## Texte à lire
Entre nouvelle commande urbaine et détournement
L’urbanisme transitoire en France
L’architecte et enseignante Frédérique Delfanne décrypte les ressorts de l’émergence de l’urbanisme transitoire en France et s’interroge: que reste-t-il du militantisme des débuts dans ces pratiques en voie d’institutionnalisation?
Déployant une sémantique aussi diversifiée que les réalités qu’elles désignent1, les pratiques d’occupations temporaires recouvrent un ensemble d’appropriations, légales ou non, touchant l’espace public et les espaces vacants (friches et/ou bâtiments) avec des objectifs différents: création de logements, de locaux artistiques et associatifs, revendications citoyennes, mais aussi activités économiques et événementielles, etc. Depuis une dizaine d’années, l’expansion foisonnante de la demande pour ces projets temporaires en France – souvent désignés sous le terme générique d’«urbanisme transitoire» – dessine une pratique nouvelle qui reste difficile à saisir, tant elle oscille, au cas par cas, entre bricolage éphémère et outil d’action publique, entre émergence d’alternatives citoyennes et intégration dans les logiques marchandes de l’aménagement.
Ouverture progressive d’un nouveau champ de la commande urbaine
Depuis la création du collectif Exyzt en 20032 jusqu’à la clôture de l’occupation temporaire des Grands Voisins3 à Paris en 2020, l’émergence puis l’essor de l’urbanisme transitoire peuvent être regardés en France comme l’effet de la convergence de plusieurs phénomènes. D’une part, dans le champ de l’architecture, la proposition de renouvellement de la discipline vers davantage de participation – portée notamment par l’architecte Patrick Bouchain – est suivie, au tournant des années 2010, de l’apparition de collectifs de concepteurs pluridisciplinaires qui impulsent des projets d’occupations temporaires avec succès et se font rapidement remarquer. Ces occupations, co-construites avec les habitants, sortent progressivement du registre militant et illégal du squat. Dans le même temps, du côté des acteurs publics, des aménageurs et des grands propriétaires fonciers, le coût économique de l’immobilisation des friches est perçu comme de plus en plus lourd dans les contextes tendus. Avec, en parallèle, la montée en puissance de la demande de participation citoyenne, mais aussi la recherche d’attractivité et de nouveaux modèles d’animation économique et culturelle, ces acteurs institutionnels – non sans un certain opportunisme – commencent à s’intéresser aux occupations temporaires, qui semblent pouvoir amortir en partie les coûts de gestion, et surtout transformer l’image des quartiers et y réactiver des dynamiques locales.

## Lignes extraites
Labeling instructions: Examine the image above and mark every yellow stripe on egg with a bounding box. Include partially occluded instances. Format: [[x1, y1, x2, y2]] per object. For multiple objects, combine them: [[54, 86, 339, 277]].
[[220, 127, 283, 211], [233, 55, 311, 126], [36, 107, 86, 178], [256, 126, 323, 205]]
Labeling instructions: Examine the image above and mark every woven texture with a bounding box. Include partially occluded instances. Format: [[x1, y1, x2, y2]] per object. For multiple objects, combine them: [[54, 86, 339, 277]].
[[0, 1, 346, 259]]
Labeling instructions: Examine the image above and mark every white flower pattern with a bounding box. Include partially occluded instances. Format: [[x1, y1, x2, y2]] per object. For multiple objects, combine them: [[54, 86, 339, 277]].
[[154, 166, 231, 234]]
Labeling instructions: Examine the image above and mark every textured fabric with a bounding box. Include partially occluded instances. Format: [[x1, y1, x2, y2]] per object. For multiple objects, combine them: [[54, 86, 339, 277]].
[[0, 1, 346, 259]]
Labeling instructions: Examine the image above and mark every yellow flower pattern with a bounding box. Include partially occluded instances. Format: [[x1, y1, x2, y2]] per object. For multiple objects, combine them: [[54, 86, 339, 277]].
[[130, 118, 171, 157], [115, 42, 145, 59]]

## Exercice court 1
Pour chaque affirmation, indiquez par oui ou par non si elle concorde avec le texte sur l'urbanisme transitoire, puis citez à l'identique les mots du texte qui tranchent. (a) Les occupations temporaires ne touchent que des bâtiments vacants. (b) Des collectifs de concepteurs pluridisciplinaires apparaissent au tournant des années 2010. (c) Les occupations co-construites avec les habitants demeurent dans le registre du squat.
## Exercice court 2
D'après le texte sur l'urbanisme transitoire, quel architecte porte notamment la proposition de renouveler la discipline vers davantage de participation ?
Les lignes ne sont d'aucune utilité pour cet exercice.

## Réponse attendue 1
(a) Non : « touchant l’espace public et les espaces vacants (friches et/ou bâtiments) ».
(b) Oui : « au tournant des années 2010, de l’apparition de collectifs de concepteurs pluridisciplinaires ».
(c) Non : « sortent progressivement du registre militant et illégal du squat ».

## Réponse attendue 2
Patrick Bouchain.